- **Requirements**
Convert every line of the records below into a Markdown table with the columns "Row" and "Text", where "Row" gives a running number and "Text" holds the line itself. Omit blank lines and pictures from the table.

• • •

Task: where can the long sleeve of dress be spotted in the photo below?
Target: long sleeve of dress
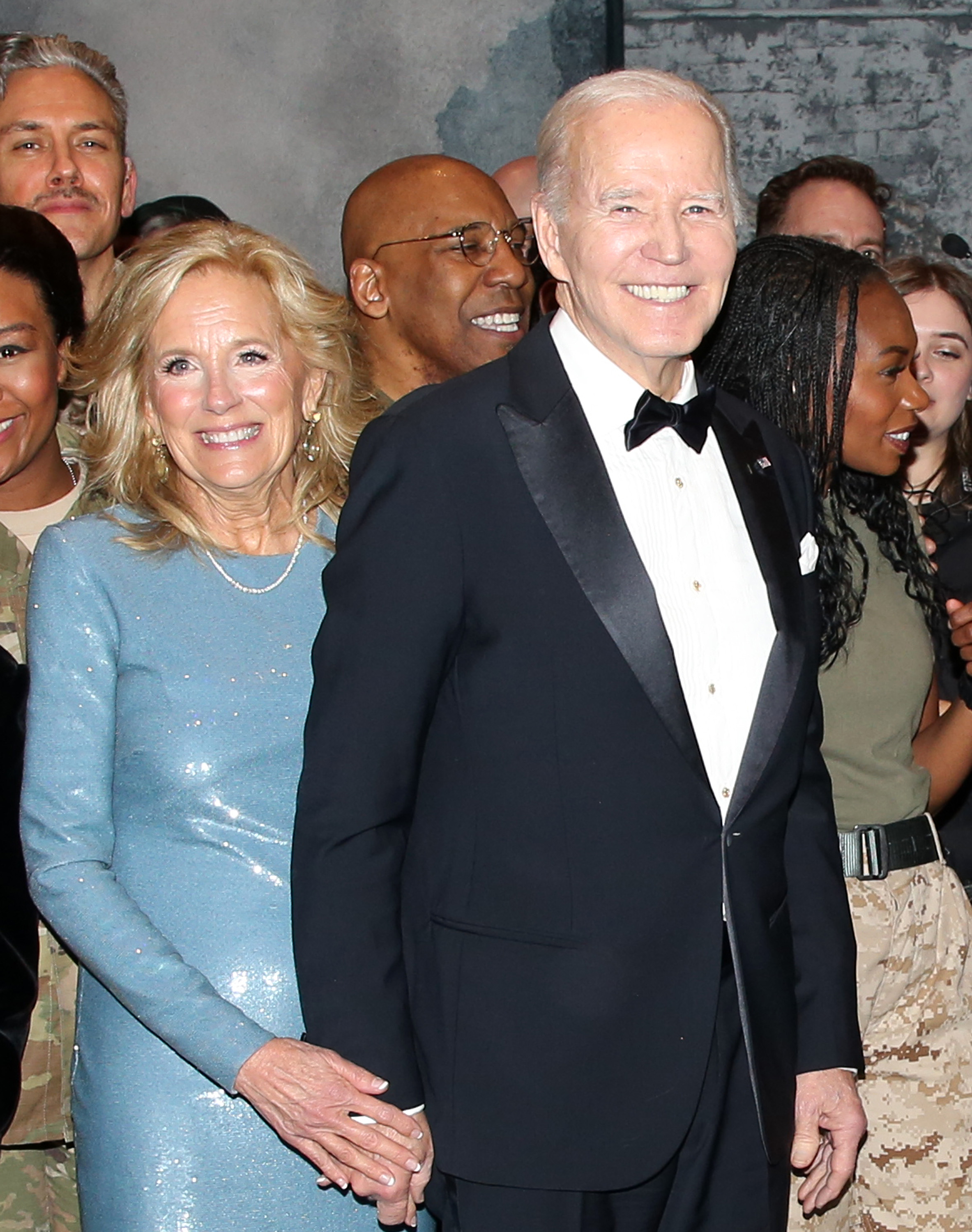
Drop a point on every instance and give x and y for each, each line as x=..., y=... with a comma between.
x=68, y=823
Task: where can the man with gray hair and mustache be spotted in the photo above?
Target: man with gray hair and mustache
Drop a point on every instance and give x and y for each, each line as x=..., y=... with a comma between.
x=564, y=865
x=63, y=117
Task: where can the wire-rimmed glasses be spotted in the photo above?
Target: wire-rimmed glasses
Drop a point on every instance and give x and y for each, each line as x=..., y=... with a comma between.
x=479, y=242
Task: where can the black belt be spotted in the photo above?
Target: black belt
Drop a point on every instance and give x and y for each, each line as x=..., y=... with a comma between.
x=873, y=852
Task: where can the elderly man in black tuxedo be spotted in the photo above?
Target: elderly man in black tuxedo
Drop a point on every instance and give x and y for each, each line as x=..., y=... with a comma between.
x=566, y=869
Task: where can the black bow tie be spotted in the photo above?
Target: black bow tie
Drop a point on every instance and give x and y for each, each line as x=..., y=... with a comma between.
x=653, y=413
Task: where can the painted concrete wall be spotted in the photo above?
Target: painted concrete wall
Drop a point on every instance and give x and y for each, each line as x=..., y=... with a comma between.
x=276, y=109
x=889, y=83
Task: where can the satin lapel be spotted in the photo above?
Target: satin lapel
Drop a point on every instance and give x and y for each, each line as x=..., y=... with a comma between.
x=768, y=523
x=563, y=470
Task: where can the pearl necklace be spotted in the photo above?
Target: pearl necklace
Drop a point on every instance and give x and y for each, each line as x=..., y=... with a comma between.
x=258, y=591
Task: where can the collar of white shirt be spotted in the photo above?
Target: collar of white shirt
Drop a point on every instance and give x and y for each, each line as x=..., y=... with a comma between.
x=604, y=388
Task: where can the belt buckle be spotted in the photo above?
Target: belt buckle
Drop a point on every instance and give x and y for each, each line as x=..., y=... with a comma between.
x=874, y=849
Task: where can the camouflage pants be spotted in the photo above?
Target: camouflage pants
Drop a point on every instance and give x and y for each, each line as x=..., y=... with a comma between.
x=914, y=1001
x=39, y=1189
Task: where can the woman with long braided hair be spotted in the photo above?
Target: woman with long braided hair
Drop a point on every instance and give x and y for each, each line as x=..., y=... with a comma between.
x=817, y=339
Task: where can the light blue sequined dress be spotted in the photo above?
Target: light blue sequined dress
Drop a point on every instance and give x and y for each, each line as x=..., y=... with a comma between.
x=166, y=722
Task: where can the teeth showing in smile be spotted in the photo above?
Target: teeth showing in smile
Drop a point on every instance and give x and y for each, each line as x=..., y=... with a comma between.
x=502, y=322
x=659, y=294
x=232, y=435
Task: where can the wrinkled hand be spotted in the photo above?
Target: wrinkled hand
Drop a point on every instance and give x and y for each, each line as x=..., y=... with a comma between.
x=396, y=1208
x=829, y=1128
x=960, y=618
x=307, y=1096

• • •

- **Exercise output**
| Row | Text |
|---|---|
| 1 | Task: where can the long sleeve of dress be spotted in the photo below? |
| 2 | Target: long sleeve of dress |
| 3 | Drop a point on every instance and give x and y for each, each line as x=..., y=... with a comma between. |
| 4 | x=68, y=823 |
| 5 | Task: where can the man with gray hair and mustache be spotted in the photo above? |
| 6 | Target: man with gray hair and mustache |
| 7 | Drop a point on every instance and give x and y for each, each line as x=..., y=... with a comma between. |
| 8 | x=564, y=865 |
| 9 | x=63, y=117 |
| 10 | Task: where can the wire-rimmed glasses be spotted in the photo above? |
| 11 | Target: wire-rimmed glasses |
| 12 | Drop a point on every instance and give x and y for each, each line as x=..., y=... with a comma between. |
| 13 | x=479, y=242 |
| 14 | Task: where can the black belt be spotted in the photo above? |
| 15 | Target: black belt |
| 16 | Drop a point on every instance and give x and y for each, each line as x=..., y=... with a comma between. |
| 17 | x=873, y=852 |
| 18 | Task: where can the elderly man in black tuxedo be spotted in the photo above? |
| 19 | Target: elderly man in black tuxedo |
| 20 | Drop a point on every instance and give x and y for each, each line as x=..., y=... with a comma between. |
| 21 | x=566, y=869 |
| 22 | Task: where can the black bow tie be spotted in the photo above? |
| 23 | Target: black bow tie |
| 24 | Drop a point on every instance and give x and y for each, each line as x=..., y=... with a comma between. |
| 25 | x=653, y=413 |
| 26 | Task: where can the painted concrete wall be spotted in the photo above? |
| 27 | Target: painted concrete wall |
| 28 | Drop a point on every instance and give x and y for each, each line as x=..., y=... with a comma between. |
| 29 | x=276, y=109 |
| 30 | x=889, y=83 |
| 31 | Task: where can the satin lapel be spotted in the photo above? |
| 32 | Target: satin lapel |
| 33 | Drop a point on every instance and give x and y for each, each line as x=..., y=... with a comma between. |
| 34 | x=768, y=523 |
| 35 | x=563, y=470 |
| 36 | Task: where can the pearl necklace be spotted in the photo above? |
| 37 | Target: pearl necklace |
| 38 | Drop a point on every instance and give x and y for each, each line as x=..., y=... with a comma between. |
| 39 | x=258, y=591 |
| 40 | Task: where can the collar of white shirt be spotted in the photo above? |
| 41 | Target: collar of white shirt |
| 42 | Drop a point on every instance and give x and y for each, each line as x=..., y=... with a comma between. |
| 43 | x=604, y=388 |
| 44 | Task: where can the belt buckle be spotted in the photo above? |
| 45 | Target: belt buckle |
| 46 | Drop a point on every instance and give x and y for each, each line as x=..., y=... with a comma between. |
| 47 | x=874, y=849 |
| 48 | Task: where can the camouflage pants be spotted in the photo above? |
| 49 | Target: camouflage pants |
| 50 | Drop a point on every instance and give x and y for each, each line as x=..., y=... with a comma between. |
| 51 | x=914, y=1001 |
| 52 | x=39, y=1189 |
| 53 | Task: where can the woman with long braided hair be spotted in the photo above? |
| 54 | Target: woman with long braided hair |
| 55 | Drop a point on every instance and give x and y for each, each line as x=..., y=... with a comma between. |
| 56 | x=817, y=339 |
| 57 | Task: where can the light blue sequined dress be spotted in the photo above? |
| 58 | Target: light blue sequined dress |
| 59 | Drop a point on every instance and give x and y for each, each line as x=..., y=... with a comma between. |
| 60 | x=166, y=722 |
| 61 | Task: where can the teeth showing in smile be spotted in the photo above? |
| 62 | Target: teeth showing in smile |
| 63 | Drop a point on every instance and give x and y for each, each line as x=..., y=... with a comma between. |
| 64 | x=502, y=322 |
| 65 | x=659, y=294 |
| 66 | x=232, y=435 |
| 67 | Task: where can the wrinkled hand be spotted in the photo above? |
| 68 | Target: wrinkled hand |
| 69 | Drop a point on every instance and give x and y for each, each line as x=..., y=... with a comma between. |
| 70 | x=396, y=1208 |
| 71 | x=829, y=1128 |
| 72 | x=960, y=618 |
| 73 | x=307, y=1096 |